What the exercise asks ▸ List every line in the entries below that contains the word "small", copying each one unchanged.

Given information ▸
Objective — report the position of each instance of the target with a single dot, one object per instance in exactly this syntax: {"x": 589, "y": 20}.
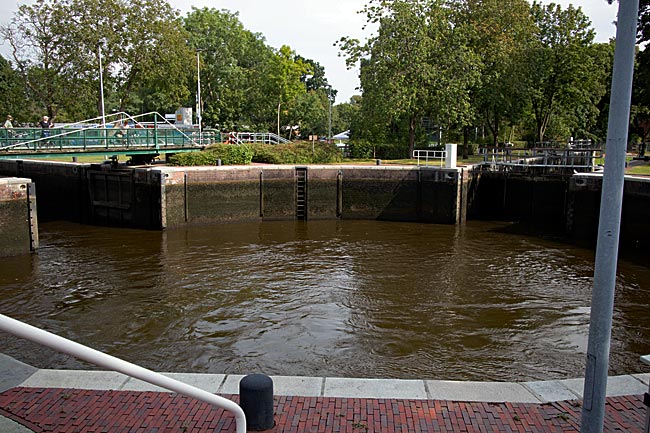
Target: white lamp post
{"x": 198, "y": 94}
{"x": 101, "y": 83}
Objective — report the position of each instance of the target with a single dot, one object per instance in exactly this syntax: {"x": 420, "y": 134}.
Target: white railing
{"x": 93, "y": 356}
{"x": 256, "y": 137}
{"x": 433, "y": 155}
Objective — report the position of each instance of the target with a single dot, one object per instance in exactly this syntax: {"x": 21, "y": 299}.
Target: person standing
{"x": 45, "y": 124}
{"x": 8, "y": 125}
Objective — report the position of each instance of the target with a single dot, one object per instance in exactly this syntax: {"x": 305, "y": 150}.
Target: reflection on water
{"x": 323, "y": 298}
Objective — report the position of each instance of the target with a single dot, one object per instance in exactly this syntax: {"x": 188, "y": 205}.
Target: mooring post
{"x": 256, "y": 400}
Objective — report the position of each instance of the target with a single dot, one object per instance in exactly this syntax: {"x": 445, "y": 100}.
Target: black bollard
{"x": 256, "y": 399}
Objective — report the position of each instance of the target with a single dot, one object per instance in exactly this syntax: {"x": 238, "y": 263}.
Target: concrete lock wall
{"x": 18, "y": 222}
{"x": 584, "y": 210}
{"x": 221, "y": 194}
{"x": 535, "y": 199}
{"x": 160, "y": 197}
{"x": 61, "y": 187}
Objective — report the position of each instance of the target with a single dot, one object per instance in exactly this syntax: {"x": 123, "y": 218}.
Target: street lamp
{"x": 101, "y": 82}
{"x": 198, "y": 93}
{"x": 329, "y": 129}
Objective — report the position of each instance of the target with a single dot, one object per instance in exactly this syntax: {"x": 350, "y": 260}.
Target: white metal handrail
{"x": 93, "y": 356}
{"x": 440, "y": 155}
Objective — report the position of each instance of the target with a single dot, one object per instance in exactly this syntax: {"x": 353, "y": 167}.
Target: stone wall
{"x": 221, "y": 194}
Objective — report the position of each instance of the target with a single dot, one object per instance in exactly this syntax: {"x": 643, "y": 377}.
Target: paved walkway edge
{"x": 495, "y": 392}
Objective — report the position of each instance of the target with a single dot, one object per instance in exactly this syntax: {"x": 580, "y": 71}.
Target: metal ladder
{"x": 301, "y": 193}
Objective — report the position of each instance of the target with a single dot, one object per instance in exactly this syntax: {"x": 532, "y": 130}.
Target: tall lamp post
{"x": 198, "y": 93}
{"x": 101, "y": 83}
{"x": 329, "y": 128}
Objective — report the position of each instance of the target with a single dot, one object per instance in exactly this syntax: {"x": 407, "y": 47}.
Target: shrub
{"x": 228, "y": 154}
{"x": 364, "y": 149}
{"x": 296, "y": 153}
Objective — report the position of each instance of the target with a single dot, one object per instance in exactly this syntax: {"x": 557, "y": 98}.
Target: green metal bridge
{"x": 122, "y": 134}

...

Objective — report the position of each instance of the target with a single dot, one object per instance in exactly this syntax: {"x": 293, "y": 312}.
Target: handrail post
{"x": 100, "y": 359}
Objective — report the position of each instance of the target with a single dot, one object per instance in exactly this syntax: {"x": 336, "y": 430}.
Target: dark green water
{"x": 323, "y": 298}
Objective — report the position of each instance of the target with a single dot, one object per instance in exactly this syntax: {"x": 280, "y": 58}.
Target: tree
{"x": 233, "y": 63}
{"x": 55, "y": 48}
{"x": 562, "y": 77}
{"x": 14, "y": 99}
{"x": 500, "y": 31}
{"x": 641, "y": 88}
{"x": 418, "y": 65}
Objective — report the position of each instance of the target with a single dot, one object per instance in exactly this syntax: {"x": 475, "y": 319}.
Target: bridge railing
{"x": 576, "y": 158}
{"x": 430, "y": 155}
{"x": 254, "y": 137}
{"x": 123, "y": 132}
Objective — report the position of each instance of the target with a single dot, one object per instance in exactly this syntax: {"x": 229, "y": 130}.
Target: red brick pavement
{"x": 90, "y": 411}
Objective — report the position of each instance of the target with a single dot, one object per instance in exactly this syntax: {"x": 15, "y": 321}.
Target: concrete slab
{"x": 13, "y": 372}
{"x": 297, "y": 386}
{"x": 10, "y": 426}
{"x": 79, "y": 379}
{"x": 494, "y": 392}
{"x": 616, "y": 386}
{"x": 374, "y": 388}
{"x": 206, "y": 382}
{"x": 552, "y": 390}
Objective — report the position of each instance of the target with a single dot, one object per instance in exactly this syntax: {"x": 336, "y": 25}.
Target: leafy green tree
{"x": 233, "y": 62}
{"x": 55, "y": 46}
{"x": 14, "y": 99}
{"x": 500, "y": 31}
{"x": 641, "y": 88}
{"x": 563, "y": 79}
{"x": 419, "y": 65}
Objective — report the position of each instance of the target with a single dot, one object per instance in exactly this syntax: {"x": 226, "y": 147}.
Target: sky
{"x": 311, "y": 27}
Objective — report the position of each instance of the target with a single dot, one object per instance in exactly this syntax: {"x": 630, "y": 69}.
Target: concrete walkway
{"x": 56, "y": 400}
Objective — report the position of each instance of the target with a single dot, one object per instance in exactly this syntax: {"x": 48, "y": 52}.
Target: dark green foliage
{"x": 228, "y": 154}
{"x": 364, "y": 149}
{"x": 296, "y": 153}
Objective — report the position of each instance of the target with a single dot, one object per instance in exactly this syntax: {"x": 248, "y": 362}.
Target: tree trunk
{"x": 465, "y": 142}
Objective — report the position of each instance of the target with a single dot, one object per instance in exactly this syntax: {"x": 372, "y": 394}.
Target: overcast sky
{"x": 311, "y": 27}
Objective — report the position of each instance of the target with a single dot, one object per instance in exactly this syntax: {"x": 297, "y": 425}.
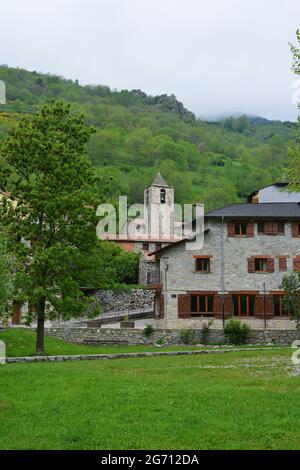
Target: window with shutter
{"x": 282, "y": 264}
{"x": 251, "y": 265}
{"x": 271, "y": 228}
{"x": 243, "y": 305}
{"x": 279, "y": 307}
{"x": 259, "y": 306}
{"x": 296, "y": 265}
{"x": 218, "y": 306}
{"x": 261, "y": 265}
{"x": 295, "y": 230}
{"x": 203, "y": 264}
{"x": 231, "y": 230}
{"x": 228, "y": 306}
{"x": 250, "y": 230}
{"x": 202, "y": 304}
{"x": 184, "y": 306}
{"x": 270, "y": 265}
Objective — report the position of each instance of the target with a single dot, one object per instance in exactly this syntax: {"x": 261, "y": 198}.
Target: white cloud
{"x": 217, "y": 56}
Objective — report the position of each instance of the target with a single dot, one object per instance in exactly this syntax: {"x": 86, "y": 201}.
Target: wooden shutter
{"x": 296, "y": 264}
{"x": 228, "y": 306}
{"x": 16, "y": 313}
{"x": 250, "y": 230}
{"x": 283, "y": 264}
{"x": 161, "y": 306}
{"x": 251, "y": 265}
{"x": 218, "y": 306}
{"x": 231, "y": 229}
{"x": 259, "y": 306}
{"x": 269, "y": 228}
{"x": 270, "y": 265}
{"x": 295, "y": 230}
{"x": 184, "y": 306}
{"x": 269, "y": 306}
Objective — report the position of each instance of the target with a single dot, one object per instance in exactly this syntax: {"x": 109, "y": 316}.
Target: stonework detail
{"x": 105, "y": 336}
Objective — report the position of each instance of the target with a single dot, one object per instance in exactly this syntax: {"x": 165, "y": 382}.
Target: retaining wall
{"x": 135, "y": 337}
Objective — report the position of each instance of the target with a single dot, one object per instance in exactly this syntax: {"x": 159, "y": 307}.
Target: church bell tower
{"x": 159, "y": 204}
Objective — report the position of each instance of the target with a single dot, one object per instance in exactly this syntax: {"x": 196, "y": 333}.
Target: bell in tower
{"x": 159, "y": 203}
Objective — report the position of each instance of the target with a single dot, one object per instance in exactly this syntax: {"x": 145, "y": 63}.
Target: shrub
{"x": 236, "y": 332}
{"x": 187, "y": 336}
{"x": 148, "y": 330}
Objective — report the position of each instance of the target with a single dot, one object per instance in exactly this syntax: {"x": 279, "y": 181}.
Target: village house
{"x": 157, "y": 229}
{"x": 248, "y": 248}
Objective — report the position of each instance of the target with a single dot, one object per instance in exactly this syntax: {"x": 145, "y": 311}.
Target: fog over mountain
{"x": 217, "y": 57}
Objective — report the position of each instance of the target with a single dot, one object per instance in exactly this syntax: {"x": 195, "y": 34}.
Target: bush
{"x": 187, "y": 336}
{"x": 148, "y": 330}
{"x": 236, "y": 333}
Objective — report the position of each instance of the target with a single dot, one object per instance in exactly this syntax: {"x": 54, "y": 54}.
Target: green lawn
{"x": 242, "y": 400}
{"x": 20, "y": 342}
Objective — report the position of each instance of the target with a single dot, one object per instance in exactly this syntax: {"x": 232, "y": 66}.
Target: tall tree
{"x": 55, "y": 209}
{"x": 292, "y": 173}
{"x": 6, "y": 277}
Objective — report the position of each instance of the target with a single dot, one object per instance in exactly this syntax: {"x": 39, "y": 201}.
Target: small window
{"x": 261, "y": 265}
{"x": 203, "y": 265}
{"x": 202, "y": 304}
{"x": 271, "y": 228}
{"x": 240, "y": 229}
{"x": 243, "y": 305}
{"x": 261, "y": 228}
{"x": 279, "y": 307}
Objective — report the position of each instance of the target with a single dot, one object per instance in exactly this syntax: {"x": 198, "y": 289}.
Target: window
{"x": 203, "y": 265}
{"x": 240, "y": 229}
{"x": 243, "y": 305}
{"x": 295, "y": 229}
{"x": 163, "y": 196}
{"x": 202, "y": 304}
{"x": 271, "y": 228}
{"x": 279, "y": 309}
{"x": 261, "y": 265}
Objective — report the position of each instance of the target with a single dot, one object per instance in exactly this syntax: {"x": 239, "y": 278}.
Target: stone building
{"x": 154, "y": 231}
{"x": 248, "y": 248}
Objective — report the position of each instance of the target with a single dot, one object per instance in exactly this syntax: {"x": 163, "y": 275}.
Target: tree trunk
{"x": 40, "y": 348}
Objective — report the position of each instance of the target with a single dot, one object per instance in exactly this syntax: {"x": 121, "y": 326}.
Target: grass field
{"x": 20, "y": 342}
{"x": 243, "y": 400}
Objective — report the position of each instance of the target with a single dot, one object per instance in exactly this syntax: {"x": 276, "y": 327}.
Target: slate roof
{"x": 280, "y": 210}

--

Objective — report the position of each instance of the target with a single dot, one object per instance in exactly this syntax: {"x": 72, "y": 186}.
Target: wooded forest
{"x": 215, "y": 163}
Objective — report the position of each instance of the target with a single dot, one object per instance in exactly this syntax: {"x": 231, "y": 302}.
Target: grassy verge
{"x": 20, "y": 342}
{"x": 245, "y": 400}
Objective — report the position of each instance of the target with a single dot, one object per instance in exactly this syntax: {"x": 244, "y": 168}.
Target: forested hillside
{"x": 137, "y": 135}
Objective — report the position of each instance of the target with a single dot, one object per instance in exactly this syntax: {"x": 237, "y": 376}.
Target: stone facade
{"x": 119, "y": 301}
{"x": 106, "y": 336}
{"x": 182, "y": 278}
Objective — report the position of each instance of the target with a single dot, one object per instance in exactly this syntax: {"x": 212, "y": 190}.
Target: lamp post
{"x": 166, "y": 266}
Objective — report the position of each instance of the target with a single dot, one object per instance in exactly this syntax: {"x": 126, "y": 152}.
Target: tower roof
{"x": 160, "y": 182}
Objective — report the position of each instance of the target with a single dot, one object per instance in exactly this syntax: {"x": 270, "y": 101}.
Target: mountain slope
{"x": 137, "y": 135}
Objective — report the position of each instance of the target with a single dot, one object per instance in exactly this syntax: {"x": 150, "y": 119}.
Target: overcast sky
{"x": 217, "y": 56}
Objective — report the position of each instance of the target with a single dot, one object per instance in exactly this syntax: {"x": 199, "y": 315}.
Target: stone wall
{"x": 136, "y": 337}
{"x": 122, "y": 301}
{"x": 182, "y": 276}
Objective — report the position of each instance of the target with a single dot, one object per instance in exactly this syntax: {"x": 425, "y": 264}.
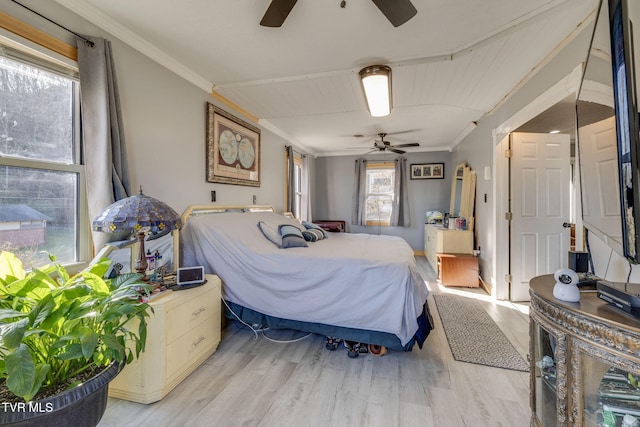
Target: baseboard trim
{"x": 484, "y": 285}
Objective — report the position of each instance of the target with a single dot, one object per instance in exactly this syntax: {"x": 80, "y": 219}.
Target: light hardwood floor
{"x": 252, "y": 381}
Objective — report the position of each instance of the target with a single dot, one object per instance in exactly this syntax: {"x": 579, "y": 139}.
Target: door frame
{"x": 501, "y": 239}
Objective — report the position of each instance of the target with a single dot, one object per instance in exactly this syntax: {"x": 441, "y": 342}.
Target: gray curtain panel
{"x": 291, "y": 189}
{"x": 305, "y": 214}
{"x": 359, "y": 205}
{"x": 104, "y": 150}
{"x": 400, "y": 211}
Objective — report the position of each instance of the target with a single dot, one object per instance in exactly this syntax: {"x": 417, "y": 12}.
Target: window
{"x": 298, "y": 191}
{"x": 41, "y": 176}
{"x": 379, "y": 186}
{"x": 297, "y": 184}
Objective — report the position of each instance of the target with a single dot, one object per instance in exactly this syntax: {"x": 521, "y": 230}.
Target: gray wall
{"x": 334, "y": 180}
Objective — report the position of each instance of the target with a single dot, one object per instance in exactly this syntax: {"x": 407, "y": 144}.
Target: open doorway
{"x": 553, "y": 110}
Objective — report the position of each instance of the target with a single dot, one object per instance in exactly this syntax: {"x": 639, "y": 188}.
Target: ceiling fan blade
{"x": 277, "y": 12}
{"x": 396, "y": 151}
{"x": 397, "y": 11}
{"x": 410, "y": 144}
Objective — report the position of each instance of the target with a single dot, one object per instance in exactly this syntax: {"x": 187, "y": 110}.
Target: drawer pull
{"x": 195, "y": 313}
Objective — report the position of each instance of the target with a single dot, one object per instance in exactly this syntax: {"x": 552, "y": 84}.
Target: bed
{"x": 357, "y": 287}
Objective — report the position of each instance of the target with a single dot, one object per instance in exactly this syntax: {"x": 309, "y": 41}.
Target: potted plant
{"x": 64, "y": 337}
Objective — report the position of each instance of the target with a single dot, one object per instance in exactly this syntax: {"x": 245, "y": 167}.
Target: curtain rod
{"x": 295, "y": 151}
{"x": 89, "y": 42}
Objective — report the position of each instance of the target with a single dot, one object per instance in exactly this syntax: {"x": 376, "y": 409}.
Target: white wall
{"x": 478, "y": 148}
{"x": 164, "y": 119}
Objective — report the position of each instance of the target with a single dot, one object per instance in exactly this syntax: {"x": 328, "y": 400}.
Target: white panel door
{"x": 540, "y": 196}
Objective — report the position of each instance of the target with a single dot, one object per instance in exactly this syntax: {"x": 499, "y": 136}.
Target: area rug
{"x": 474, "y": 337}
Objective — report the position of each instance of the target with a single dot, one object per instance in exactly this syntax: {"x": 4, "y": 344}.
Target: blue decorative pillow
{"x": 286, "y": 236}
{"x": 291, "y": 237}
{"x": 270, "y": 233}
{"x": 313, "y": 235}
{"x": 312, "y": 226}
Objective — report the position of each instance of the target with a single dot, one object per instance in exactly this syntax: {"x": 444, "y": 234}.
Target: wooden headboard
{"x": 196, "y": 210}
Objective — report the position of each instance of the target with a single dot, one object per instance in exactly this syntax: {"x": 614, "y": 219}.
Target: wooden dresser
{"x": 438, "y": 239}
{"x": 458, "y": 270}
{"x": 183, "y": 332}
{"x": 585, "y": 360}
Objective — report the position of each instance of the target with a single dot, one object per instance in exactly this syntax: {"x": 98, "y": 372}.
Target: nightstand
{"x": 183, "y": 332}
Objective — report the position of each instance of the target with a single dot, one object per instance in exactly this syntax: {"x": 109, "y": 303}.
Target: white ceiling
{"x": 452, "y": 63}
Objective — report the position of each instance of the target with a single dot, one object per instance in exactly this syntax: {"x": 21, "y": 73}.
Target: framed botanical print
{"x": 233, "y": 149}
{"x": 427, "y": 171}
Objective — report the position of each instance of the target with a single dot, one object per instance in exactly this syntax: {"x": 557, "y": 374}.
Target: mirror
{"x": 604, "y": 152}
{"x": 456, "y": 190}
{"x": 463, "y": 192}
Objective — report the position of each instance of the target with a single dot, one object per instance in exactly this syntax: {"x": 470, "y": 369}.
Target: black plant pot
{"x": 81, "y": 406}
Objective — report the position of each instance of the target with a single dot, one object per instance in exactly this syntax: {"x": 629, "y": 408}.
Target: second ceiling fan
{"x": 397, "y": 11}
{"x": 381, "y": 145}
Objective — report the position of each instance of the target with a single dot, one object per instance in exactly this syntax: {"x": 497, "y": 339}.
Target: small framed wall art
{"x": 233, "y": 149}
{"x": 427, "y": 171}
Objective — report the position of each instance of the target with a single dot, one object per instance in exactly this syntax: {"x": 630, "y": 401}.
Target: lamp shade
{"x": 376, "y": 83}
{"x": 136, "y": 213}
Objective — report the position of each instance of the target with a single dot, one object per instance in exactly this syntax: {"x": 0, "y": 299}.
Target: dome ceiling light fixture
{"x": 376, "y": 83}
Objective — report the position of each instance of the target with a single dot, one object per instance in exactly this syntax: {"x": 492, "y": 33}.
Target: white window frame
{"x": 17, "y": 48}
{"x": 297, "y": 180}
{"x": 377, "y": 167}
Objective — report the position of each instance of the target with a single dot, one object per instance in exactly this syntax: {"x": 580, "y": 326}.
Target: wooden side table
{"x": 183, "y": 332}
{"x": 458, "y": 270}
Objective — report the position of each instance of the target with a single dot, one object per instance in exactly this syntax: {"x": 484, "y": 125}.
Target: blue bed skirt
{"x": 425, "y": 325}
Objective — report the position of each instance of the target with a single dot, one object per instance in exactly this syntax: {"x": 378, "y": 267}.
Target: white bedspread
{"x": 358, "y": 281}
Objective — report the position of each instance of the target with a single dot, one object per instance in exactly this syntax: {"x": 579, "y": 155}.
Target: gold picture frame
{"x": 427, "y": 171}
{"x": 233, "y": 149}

Problem solution ▸
Target: small window
Target: small framed wall art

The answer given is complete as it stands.